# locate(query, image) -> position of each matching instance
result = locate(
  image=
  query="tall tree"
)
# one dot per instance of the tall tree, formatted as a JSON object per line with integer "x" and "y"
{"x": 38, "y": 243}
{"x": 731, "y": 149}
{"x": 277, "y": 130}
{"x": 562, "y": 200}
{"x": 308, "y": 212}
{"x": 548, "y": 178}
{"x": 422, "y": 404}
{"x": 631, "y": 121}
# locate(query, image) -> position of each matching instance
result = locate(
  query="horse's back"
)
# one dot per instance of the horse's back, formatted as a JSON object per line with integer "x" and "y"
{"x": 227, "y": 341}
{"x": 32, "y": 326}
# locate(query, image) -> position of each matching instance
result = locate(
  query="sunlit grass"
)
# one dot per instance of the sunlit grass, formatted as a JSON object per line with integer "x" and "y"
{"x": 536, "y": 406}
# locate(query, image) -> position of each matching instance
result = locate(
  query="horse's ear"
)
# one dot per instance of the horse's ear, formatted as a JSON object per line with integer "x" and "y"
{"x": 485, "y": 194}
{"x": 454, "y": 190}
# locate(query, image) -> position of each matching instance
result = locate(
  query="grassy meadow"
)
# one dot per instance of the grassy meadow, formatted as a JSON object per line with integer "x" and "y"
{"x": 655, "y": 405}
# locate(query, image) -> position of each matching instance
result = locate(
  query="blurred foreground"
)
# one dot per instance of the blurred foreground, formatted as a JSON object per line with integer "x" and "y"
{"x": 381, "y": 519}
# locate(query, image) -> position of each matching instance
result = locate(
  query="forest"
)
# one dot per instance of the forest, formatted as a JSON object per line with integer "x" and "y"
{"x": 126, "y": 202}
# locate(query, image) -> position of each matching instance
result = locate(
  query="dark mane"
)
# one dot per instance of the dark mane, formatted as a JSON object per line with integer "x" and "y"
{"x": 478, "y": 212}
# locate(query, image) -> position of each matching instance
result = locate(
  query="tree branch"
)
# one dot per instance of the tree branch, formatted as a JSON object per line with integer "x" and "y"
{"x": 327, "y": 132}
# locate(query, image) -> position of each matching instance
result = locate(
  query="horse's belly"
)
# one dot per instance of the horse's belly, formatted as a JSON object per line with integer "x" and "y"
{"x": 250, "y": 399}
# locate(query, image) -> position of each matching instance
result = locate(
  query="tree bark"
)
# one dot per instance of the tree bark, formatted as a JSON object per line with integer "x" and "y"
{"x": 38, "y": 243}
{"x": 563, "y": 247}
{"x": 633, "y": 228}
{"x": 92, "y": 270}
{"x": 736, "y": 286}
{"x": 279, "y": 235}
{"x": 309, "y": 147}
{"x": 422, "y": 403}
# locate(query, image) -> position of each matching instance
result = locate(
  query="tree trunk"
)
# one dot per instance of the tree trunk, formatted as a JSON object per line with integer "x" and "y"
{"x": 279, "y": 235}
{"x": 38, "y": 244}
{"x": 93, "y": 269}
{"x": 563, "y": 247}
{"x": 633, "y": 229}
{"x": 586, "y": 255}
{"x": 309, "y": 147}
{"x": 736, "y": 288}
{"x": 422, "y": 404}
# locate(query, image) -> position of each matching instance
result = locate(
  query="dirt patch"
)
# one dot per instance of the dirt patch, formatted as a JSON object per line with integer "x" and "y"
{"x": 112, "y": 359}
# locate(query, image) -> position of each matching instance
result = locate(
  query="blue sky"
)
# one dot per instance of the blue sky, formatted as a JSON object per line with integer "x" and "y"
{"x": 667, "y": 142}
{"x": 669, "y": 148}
○ ○ ○ ○ ○
» WHAT TO WORK ON
Your task is to repeat the data exactly; please include every line.

» COMPLETED TASK
# locate(query, image) -> position of each matching instance
result = locate(
  image=
  query="tall tree"
)
# one dot per instance of the tall tree, formatted as a JSON object per line with integer "x" and "y"
{"x": 38, "y": 243}
{"x": 731, "y": 149}
{"x": 277, "y": 130}
{"x": 562, "y": 200}
{"x": 308, "y": 212}
{"x": 548, "y": 178}
{"x": 422, "y": 404}
{"x": 631, "y": 121}
# locate(query, image) -> position of each matching instance
result = locate(
  query="horse's back"
)
# one dot per instance of the horse's back, formatted as a JSON object per line with integer "x" and "y"
{"x": 227, "y": 341}
{"x": 32, "y": 326}
# locate(query, image) -> position of each matching instance
result = locate(
  query="sunlit grass"
)
# one dot per instance of the sunlit grass, formatted as a JSON object per line with integer "x" and "y"
{"x": 536, "y": 406}
# locate(query, image) -> position of each matching instance
result = locate(
  query="horse's ear"
)
# one dot per instance of the horse's ear, formatted as a JSON object per line with integer "x" and "y"
{"x": 485, "y": 194}
{"x": 454, "y": 190}
# locate(query, image) -> position of each matching instance
result = locate(
  query="grassy meadow"
)
# one dot per instance of the grassy meadow, formatted as a JSON object per line with integer "x" and "y"
{"x": 655, "y": 405}
# locate(query, image) -> position of each matching instance
result = locate(
  query="blurred foreground"
)
# one dot per instance of the blurred foreground, formatted as a JSON object per line with integer "x" and "y"
{"x": 381, "y": 519}
# locate(query, image) -> position of each matching instance
result = locate(
  query="forest"
)
# one dot per instance of the forest, formatted as a JSON object per line with integer "x" and "y"
{"x": 126, "y": 202}
# locate(query, image) -> position of each matching instance
result = locate(
  query="dark mane"
)
# one dot per instance of the dark mane, formatted as a JSON object per line with integer "x" and "y"
{"x": 478, "y": 212}
# locate(query, image) -> position of each matching instance
result = locate(
  query="tree branch"
)
# one dot per instance of the tree branch, formatted as a JSON object per line with integer "x" and "y"
{"x": 327, "y": 132}
# locate(query, image) -> position of each matching instance
result = locate(
  query="horse's belly"
)
# one dot per instance of the horse's belly, formatted as a JSON object per line with integer "x" and "y"
{"x": 250, "y": 399}
# locate(query, image) -> position of each matching instance
result = locate(
  query="tree bark"
)
# one dot per instance of the tree bark, formatted as a JSON object per line with integer "x" and "y"
{"x": 38, "y": 243}
{"x": 563, "y": 247}
{"x": 633, "y": 228}
{"x": 92, "y": 270}
{"x": 736, "y": 286}
{"x": 279, "y": 235}
{"x": 309, "y": 147}
{"x": 422, "y": 403}
# locate(query, image) -> position of each matching instance
result = locate(
  query="tree trunk"
)
# one dot per instance of the tree trunk, formatted as a JSON object per line with integer "x" and "y"
{"x": 279, "y": 235}
{"x": 38, "y": 244}
{"x": 93, "y": 269}
{"x": 563, "y": 247}
{"x": 633, "y": 229}
{"x": 586, "y": 255}
{"x": 309, "y": 147}
{"x": 736, "y": 288}
{"x": 422, "y": 404}
# locate(query, image) -> position of each matching instance
result = locate(
  query="dirt patch"
)
# one dot per instance of the dirt patch, formatted as a JSON object per line with integer "x" and "y"
{"x": 112, "y": 359}
# locate(query, image) -> position of each matching instance
result = locate(
  query="blue sky"
)
# one dot per instance of the blue sky, formatted as a JSON object per line with integer "x" and "y"
{"x": 667, "y": 142}
{"x": 669, "y": 148}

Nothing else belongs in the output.